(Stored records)
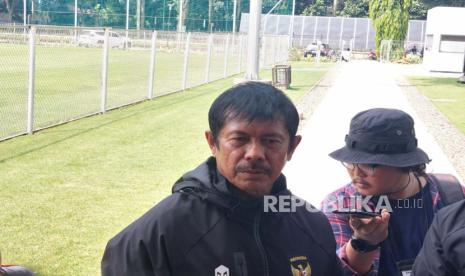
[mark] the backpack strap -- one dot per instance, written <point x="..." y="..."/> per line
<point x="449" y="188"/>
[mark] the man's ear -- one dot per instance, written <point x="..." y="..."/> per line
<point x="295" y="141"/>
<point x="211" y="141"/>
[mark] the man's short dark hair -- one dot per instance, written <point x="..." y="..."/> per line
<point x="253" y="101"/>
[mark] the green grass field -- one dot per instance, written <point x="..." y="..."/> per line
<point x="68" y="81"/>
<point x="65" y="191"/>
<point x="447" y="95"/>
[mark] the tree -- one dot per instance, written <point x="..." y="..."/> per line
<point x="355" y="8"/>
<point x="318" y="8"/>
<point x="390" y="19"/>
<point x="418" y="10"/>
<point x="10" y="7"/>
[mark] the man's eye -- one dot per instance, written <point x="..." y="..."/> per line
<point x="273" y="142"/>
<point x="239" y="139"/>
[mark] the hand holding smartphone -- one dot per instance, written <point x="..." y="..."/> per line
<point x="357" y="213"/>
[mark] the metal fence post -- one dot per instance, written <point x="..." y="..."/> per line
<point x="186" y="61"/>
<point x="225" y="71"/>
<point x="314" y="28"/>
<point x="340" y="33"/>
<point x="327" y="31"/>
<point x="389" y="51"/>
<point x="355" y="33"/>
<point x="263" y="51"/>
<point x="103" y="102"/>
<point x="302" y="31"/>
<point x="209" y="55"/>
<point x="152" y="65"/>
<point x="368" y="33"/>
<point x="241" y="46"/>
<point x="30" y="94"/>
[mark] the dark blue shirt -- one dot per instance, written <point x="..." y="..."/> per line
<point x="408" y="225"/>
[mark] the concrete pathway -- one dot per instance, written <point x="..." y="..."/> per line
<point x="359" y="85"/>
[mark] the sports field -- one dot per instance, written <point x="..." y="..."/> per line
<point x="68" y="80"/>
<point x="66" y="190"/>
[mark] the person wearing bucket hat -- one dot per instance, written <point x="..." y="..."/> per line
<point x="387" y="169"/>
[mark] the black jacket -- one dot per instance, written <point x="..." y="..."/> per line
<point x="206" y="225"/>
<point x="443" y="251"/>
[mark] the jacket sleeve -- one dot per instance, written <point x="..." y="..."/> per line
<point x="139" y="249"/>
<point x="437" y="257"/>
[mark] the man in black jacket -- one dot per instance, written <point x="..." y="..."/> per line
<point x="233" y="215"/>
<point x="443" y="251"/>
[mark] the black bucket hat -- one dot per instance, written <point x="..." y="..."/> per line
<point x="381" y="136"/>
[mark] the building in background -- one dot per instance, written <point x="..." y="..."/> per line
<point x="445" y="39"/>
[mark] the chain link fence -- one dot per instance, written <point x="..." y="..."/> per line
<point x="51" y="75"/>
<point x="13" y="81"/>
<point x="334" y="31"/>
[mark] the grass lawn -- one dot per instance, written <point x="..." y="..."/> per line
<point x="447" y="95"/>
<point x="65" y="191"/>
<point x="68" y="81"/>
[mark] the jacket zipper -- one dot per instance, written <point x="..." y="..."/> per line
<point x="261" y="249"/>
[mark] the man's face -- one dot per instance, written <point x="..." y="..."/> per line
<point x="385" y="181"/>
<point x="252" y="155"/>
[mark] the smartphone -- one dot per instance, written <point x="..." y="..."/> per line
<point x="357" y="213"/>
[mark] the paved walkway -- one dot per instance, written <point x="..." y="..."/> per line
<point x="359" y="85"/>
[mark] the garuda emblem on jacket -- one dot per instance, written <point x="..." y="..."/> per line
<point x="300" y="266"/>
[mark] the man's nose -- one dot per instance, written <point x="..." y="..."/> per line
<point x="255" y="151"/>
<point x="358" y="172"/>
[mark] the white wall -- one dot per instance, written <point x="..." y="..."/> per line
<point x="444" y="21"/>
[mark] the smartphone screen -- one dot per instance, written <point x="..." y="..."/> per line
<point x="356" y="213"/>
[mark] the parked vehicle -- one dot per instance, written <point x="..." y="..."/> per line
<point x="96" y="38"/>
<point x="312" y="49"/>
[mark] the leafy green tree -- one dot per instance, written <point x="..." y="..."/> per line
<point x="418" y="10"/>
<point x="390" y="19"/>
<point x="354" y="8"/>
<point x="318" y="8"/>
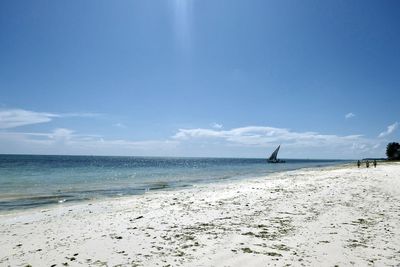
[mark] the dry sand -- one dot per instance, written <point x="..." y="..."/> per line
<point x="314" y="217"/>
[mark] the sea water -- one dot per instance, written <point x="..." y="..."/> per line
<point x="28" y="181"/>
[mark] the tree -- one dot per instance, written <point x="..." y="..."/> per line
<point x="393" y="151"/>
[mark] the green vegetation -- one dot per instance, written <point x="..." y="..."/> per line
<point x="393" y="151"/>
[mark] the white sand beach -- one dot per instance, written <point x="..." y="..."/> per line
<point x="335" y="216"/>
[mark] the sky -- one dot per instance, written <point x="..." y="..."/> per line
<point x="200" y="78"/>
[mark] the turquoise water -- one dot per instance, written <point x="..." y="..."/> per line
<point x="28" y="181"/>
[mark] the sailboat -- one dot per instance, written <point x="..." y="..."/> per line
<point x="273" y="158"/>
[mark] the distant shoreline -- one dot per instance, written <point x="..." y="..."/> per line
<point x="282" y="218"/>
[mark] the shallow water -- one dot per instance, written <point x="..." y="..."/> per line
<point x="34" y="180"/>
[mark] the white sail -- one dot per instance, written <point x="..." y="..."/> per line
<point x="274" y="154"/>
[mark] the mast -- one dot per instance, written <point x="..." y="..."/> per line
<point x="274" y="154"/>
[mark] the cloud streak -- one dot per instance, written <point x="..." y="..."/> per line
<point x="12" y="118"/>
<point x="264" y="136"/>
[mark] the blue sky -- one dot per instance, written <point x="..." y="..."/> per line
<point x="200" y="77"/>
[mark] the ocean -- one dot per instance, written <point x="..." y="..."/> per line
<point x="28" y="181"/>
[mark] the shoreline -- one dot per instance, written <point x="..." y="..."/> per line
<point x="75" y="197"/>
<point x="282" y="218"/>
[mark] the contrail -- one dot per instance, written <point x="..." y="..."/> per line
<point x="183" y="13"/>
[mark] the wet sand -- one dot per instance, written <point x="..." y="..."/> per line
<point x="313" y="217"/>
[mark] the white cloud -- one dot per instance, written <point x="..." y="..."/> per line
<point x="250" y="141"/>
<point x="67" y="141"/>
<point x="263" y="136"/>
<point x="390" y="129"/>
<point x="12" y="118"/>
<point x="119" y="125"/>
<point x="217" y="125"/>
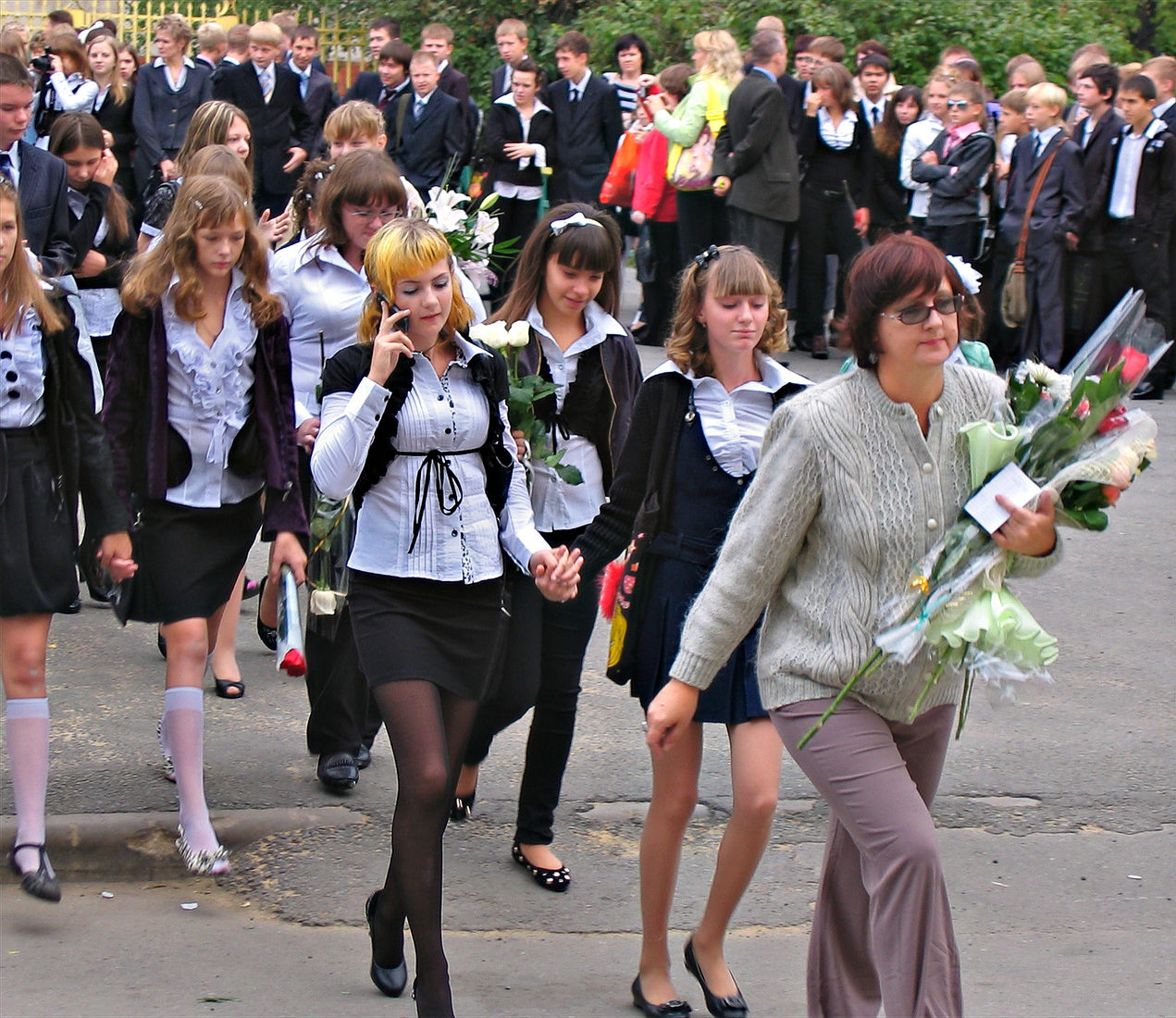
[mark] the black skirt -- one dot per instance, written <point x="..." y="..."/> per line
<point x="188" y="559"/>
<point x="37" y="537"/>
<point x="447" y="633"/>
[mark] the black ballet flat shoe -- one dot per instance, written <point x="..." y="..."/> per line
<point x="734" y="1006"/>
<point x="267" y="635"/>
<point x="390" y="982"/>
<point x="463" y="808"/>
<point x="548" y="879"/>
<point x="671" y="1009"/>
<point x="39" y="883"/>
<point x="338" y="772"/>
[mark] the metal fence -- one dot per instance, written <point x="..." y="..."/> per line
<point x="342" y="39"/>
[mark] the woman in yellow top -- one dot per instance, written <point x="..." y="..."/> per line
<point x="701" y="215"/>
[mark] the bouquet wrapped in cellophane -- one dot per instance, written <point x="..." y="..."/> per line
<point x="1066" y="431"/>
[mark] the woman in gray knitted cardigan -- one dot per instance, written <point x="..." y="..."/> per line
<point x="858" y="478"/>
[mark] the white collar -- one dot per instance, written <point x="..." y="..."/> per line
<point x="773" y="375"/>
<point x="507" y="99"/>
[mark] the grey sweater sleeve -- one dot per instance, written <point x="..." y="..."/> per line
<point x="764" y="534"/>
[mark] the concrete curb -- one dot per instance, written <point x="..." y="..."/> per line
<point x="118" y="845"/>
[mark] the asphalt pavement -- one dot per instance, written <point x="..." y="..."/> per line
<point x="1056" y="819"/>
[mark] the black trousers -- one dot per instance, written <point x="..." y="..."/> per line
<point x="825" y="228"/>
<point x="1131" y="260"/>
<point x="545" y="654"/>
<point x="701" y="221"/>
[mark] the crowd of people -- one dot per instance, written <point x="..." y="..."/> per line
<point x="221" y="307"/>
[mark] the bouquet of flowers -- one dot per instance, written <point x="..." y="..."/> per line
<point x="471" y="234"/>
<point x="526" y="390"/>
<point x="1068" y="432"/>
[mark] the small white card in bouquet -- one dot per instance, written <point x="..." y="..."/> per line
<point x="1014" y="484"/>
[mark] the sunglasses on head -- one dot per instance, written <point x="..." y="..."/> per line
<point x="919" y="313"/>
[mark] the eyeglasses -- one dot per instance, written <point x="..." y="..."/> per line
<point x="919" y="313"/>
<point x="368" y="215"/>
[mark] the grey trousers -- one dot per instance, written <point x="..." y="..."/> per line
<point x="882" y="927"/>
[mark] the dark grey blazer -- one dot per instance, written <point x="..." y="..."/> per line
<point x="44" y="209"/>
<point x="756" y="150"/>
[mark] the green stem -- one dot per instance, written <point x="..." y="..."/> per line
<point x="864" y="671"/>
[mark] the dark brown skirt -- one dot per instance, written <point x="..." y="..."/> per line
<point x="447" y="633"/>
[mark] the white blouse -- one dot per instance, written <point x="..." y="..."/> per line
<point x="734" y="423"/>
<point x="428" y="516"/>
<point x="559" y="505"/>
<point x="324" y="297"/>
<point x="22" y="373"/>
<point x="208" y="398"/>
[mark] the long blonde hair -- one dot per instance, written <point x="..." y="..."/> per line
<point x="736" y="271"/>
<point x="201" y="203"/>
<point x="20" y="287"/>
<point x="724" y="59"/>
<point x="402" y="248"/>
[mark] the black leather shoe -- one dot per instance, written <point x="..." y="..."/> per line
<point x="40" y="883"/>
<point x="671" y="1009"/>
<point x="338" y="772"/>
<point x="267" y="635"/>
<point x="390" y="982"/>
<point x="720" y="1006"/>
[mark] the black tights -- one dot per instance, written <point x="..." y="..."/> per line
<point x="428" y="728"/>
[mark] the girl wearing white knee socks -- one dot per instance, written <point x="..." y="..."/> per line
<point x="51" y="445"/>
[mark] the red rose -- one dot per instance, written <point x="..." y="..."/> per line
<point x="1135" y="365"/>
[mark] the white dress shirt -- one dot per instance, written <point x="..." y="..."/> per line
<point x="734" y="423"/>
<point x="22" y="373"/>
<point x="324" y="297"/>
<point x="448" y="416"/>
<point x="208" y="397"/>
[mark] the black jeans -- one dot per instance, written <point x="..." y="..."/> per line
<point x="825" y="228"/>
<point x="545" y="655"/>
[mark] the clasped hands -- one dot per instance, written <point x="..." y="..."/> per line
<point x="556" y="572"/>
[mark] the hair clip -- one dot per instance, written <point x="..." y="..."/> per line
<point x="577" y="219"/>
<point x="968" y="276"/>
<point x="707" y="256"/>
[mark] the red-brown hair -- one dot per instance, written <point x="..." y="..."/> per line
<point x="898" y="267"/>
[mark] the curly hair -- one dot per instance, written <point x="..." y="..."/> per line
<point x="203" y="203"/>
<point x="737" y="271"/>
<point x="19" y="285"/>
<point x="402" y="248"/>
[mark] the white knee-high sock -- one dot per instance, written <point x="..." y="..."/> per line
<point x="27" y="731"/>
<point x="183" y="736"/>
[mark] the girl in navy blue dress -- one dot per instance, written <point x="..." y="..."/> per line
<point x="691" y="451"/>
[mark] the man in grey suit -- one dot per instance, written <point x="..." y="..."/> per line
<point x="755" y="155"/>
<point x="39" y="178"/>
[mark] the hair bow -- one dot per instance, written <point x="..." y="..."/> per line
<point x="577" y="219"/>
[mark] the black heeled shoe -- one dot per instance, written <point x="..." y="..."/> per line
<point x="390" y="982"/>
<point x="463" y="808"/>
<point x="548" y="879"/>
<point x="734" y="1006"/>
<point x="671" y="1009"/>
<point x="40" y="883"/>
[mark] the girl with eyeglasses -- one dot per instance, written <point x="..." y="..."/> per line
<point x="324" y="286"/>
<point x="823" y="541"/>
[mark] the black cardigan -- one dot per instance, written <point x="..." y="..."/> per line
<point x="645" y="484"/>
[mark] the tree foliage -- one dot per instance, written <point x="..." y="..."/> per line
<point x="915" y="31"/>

Work instructions. What is needed is an exact printout of every line from the one with "[mark] the man in grey" through the end of the data, including both, and nothing more.

Result below.
[mark] the man in grey suit -- one dot per instance, written <point x="..." y="..."/> per line
<point x="755" y="155"/>
<point x="39" y="178"/>
[mark] the hair bow -- one dot per instance, written <point x="..." y="..."/> per line
<point x="577" y="219"/>
[mark] the black heeled shoe -- one dot per instance, written <point x="..." y="..."/> per line
<point x="390" y="982"/>
<point x="463" y="808"/>
<point x="548" y="879"/>
<point x="734" y="1006"/>
<point x="671" y="1009"/>
<point x="40" y="883"/>
[mark] the girl with eyeglasses -- one dot per instance, written <point x="..." y="..."/> per line
<point x="324" y="286"/>
<point x="823" y="541"/>
[mark] the black cardigan -- one dot per instance, written <point x="..." y="..."/> per line
<point x="645" y="484"/>
[mark] the tree foliage -- one dot per instance, written <point x="..." y="..."/> per line
<point x="915" y="31"/>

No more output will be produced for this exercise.